** SUPPLIED MATERIAL **
—————
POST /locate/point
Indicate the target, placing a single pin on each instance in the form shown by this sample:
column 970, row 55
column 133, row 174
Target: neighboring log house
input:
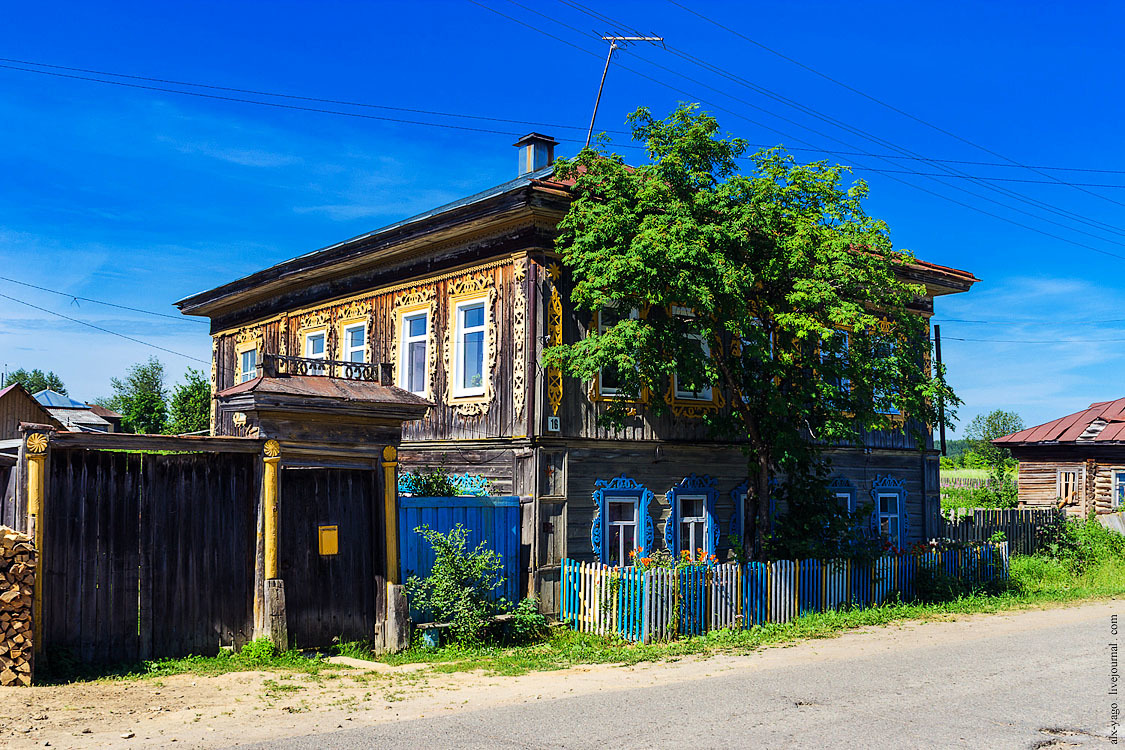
column 457, row 305
column 1076, row 462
—————
** OBJECTIVE **
Rewrite the listing above, replacing "log house" with "cabin" and changing nothing else. Omit the pictures from your answer.

** EXERCISE RESPONSE **
POST /locate/point
Indicate the target, placing a single pin on each instance in the form shown by this sample:
column 970, row 55
column 133, row 174
Target: neighboring cabin
input:
column 457, row 305
column 1076, row 462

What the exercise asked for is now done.